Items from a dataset
+++

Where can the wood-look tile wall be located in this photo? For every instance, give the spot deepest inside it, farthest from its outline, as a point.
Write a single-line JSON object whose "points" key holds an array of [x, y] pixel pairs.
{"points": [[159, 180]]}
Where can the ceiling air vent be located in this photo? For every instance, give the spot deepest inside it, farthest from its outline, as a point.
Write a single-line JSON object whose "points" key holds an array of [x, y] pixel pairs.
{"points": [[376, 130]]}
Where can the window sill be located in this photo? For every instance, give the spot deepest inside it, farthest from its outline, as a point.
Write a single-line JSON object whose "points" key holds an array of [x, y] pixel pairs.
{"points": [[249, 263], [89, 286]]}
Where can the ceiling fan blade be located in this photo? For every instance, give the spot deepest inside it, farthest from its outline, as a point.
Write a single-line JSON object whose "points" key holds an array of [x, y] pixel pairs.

+++

◆ **Exercise**: Scale the entries above by repeating every line, requests included, with each x and y coordinate in the answers multiplied by 2.35 and rounded to the nearest whole number, halves rounding up.

◆ **Exercise result**:
Where can the wood-look tile wall be located in this photo? For every instance, give the spot deepest inside it, farthest from its outline, as a point.
Write a single-line JSON object whose "points" key holds an array of [x, y] pixel pairs.
{"points": [[374, 423]]}
Where can the ceiling air vent be located in this photo? For every instance, give the spot deepest inside it, farthest from its outline, as a point.
Write a single-line JSON object whose "points" key holds an array of [x, y] pixel pairs.
{"points": [[884, 306]]}
Where can the window sill be located in this photo? For every instance, give the spot deepest inside it, farthest from its outline, as a point.
Write a single-line JSON object whose "points" key holds an array of [x, y] pixel pairs.
{"points": [[585, 618], [209, 672]]}
Where can the ceiling fan blade be located in this photo? For every instance, give the spot deepest inside it, farthest from its outline, as a point.
Write a single-line JSON object whose "points" key holds an array of [x, y] pixel pairs.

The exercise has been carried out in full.